REQUIRED ACTION:
Collect all lines containing the word "range" from the data.

Saved entries
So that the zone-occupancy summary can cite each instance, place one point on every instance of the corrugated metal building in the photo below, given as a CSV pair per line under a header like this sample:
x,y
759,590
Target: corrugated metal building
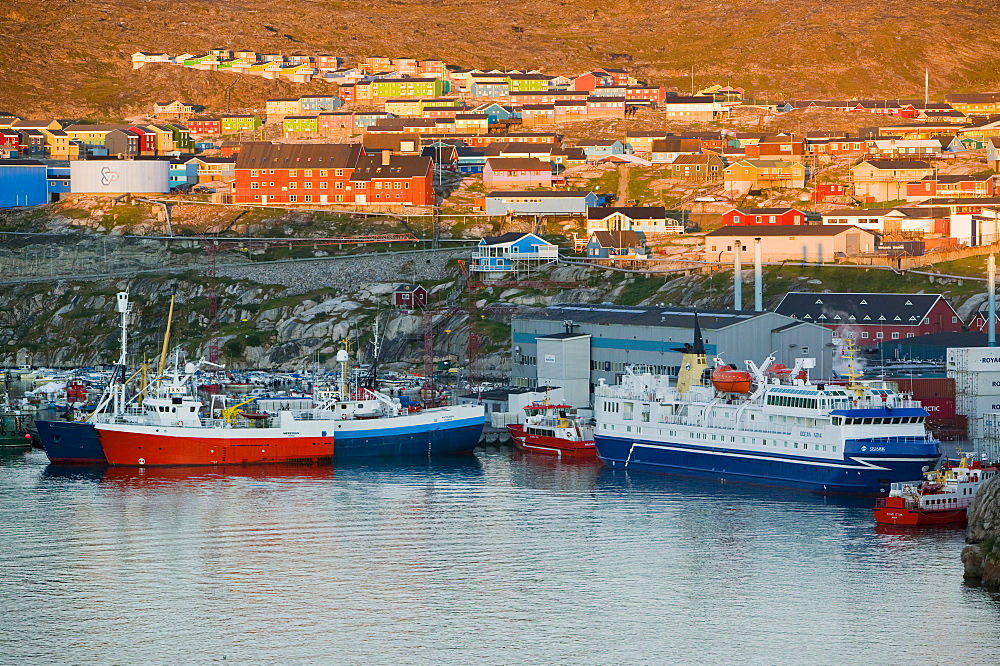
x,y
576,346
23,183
==
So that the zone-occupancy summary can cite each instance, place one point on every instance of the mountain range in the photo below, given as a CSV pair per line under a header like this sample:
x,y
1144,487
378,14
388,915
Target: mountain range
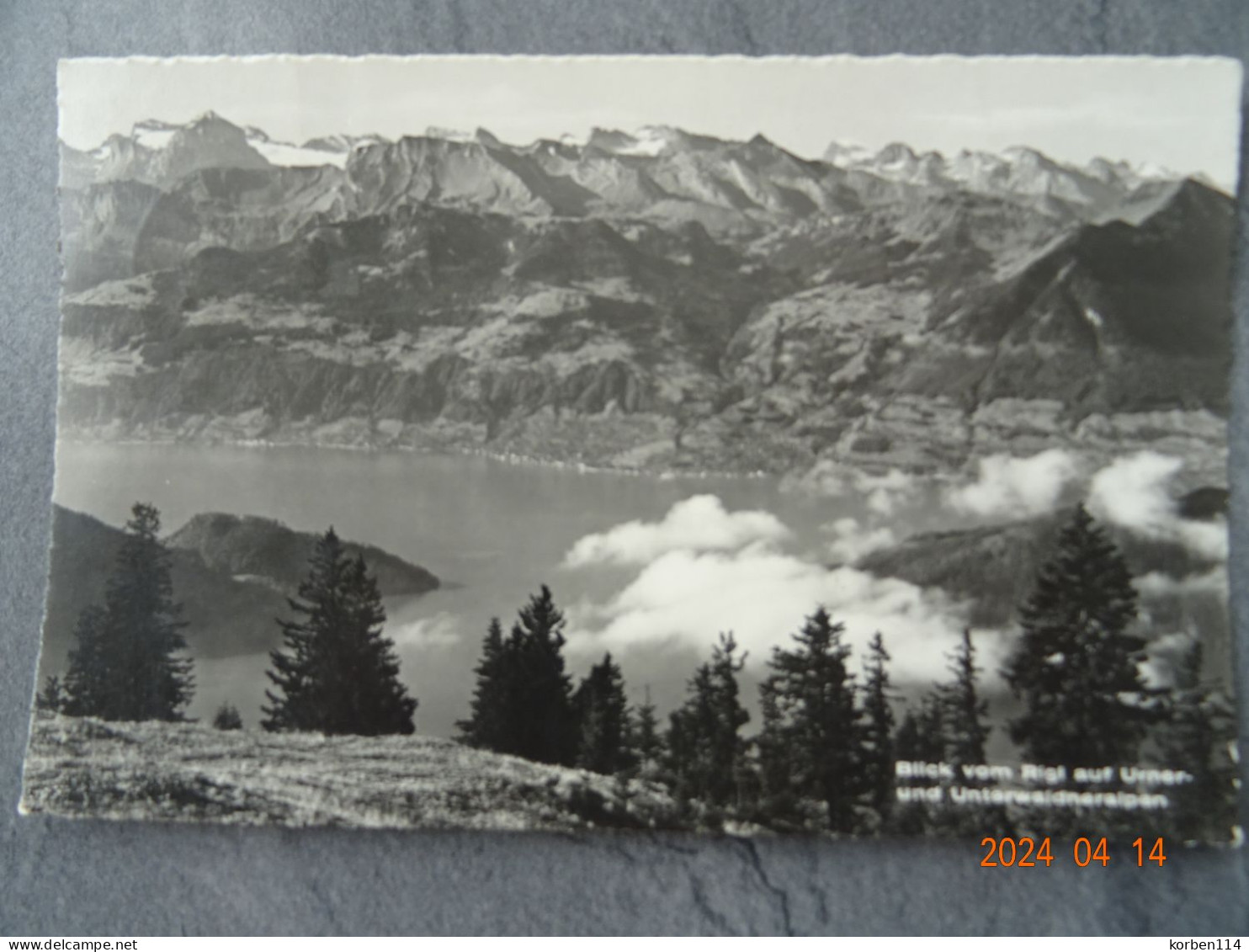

ANSWER SECTION:
So that the zone-occupancy summary can cite each instance, place one point on every instance of the mountain range in the photo below, given as a CSV pair per line under a header like this sample:
Target: mountain range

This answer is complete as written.